** Position identification records **
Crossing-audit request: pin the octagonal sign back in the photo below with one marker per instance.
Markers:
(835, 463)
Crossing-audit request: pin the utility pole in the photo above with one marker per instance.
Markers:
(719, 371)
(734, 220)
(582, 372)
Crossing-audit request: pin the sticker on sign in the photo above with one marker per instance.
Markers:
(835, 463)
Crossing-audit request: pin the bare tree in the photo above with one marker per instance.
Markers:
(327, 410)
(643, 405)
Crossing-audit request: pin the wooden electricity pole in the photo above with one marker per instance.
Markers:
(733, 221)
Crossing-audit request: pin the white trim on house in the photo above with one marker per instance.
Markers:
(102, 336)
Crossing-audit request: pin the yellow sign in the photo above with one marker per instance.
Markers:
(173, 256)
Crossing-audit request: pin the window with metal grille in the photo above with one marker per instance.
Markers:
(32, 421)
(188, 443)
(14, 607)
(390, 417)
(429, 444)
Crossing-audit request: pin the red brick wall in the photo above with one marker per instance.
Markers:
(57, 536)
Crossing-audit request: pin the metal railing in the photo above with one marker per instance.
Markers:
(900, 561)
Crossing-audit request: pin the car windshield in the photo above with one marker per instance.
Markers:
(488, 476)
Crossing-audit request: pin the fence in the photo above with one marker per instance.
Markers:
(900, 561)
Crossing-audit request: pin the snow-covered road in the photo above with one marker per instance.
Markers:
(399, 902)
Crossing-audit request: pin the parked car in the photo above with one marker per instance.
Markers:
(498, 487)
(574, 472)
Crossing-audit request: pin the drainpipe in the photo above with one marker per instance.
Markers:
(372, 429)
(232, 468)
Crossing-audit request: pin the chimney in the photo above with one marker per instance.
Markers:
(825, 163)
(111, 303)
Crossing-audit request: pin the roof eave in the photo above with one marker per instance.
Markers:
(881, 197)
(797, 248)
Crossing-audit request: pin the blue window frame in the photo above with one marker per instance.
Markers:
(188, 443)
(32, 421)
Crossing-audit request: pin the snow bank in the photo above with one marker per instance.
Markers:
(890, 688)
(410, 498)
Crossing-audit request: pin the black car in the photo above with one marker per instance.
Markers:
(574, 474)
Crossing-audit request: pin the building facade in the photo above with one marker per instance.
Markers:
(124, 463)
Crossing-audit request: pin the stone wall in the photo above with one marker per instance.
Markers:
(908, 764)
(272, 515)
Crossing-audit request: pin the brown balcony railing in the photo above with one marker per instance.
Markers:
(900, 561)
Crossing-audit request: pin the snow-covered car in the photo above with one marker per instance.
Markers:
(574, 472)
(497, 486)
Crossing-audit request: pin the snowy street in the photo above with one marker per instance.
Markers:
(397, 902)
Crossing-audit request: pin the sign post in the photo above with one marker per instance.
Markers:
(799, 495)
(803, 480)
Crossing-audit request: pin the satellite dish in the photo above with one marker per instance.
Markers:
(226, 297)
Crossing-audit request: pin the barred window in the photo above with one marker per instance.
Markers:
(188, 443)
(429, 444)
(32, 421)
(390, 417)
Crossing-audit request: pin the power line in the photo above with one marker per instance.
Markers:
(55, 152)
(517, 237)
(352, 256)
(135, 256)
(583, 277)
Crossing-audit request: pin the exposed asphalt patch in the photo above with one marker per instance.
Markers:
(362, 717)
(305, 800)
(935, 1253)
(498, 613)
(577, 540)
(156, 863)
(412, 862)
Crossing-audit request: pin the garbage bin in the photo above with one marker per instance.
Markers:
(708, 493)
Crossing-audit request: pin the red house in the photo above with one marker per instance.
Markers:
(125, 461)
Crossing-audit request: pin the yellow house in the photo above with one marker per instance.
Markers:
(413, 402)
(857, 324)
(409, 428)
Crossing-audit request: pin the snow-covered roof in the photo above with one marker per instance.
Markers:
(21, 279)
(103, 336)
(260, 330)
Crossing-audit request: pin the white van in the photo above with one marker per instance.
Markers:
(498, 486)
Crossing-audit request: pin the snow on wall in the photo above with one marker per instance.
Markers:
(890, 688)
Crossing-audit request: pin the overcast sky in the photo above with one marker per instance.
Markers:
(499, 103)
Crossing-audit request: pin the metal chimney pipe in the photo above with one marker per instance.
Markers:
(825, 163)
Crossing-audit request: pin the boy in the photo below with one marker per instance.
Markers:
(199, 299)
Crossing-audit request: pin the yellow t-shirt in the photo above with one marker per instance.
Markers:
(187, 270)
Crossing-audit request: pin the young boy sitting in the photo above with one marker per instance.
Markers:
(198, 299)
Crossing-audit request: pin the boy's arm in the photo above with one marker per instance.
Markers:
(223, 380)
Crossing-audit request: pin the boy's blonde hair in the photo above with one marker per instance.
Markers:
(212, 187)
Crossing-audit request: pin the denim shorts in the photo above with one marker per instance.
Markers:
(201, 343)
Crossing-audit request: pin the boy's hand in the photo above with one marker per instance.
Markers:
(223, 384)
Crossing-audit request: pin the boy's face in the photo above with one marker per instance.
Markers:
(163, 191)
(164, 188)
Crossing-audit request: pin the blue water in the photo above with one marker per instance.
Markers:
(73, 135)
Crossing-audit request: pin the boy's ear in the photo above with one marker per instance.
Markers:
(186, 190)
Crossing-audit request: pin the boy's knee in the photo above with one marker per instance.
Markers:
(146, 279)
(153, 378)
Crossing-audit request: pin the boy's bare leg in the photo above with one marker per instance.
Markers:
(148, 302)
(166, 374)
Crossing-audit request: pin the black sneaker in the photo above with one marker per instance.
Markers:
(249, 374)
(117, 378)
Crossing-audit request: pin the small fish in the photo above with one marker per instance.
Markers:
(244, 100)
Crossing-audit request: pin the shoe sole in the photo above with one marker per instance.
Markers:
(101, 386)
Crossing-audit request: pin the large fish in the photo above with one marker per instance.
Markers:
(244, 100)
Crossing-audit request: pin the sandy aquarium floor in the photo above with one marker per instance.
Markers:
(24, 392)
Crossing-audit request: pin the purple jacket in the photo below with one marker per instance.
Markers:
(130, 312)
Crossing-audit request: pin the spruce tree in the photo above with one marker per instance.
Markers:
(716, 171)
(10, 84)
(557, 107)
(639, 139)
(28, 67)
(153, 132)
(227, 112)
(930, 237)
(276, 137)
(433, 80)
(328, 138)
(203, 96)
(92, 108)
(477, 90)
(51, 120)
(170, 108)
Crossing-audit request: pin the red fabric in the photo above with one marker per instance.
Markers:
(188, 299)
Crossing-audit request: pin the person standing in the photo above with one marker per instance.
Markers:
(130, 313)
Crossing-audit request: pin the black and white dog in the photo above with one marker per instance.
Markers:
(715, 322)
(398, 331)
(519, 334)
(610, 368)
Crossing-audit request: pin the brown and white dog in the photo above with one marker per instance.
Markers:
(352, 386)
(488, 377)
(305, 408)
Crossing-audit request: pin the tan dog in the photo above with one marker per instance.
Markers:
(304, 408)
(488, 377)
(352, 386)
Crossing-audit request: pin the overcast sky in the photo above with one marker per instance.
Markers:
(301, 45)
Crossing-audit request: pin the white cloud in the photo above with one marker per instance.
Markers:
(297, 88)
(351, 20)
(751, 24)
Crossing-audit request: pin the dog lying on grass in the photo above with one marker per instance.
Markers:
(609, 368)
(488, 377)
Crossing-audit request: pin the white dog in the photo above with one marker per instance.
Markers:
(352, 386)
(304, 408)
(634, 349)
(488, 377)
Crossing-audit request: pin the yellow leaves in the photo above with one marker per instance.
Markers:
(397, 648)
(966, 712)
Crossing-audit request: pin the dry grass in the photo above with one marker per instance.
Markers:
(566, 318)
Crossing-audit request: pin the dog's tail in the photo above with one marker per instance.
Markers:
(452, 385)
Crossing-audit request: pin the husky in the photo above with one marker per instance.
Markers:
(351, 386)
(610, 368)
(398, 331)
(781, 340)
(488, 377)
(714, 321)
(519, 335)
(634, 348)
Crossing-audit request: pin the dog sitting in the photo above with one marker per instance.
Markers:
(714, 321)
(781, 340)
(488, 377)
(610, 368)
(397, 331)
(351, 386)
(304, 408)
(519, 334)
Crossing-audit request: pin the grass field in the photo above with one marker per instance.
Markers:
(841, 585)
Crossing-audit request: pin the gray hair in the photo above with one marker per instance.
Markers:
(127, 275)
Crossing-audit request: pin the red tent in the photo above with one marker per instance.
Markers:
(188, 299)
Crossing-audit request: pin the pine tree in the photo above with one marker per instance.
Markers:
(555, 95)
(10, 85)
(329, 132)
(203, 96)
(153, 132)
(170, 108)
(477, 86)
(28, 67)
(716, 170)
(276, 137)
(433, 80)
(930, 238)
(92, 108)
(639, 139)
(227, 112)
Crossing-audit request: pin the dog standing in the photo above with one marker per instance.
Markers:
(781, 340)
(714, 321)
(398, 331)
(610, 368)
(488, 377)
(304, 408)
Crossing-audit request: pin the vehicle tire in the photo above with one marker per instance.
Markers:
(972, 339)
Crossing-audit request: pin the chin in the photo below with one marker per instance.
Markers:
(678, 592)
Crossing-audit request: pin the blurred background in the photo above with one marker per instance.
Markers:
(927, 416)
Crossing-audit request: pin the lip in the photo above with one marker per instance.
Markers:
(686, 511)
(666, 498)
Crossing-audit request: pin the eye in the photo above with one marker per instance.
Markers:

** WRITTEN TASK **
Restate the final lines of the listing above word for word, beginning at the line that contains "Crossing-audit request: pin the dog sitting".

** RESULT FOR THIS TASK **
Crossing-audit request: pin the dog sitting in the photo above with one marker per instance.
Markers:
(714, 321)
(781, 340)
(488, 377)
(610, 368)
(397, 331)
(351, 386)
(304, 408)
(519, 334)
Crossing-audit request: pin the grass field in the photo above with one marker per instance.
Markers:
(841, 585)
Crossing-audit request: pin the gray hair in the photo above with one marker per instance.
Markers:
(127, 275)
Crossing-audit request: pin the red tent in the photo above with one marker per instance.
Markers:
(188, 299)
Crossing-audit request: pin the pine tree in the photo above with one marker per instance.
Markers:
(555, 95)
(10, 85)
(329, 132)
(203, 96)
(153, 132)
(170, 108)
(477, 86)
(28, 67)
(716, 170)
(276, 137)
(433, 80)
(930, 238)
(92, 108)
(639, 139)
(227, 112)
Crossing-audit request: pin the dog standing in the photo above with one marker per instance.
Markers:
(781, 340)
(714, 321)
(398, 331)
(610, 368)
(488, 377)
(304, 408)
Crossing-audit request: pin the vehicle tire in the photo above with one marker per instance.
Markers:
(972, 339)
Crossing-audit request: pin the chin in the photo below with one marker per instance.
Markers:
(678, 592)
Crossing-audit request: pin the blurred background in the photo above with one marker per instance.
Markers:
(927, 416)
Crossing-audit request: pin the lip in the photo above with one marker per instance.
Markers:
(686, 511)
(666, 498)
Crossing-audit request: pin the eye in the photo above with one marker per instance.
Markers:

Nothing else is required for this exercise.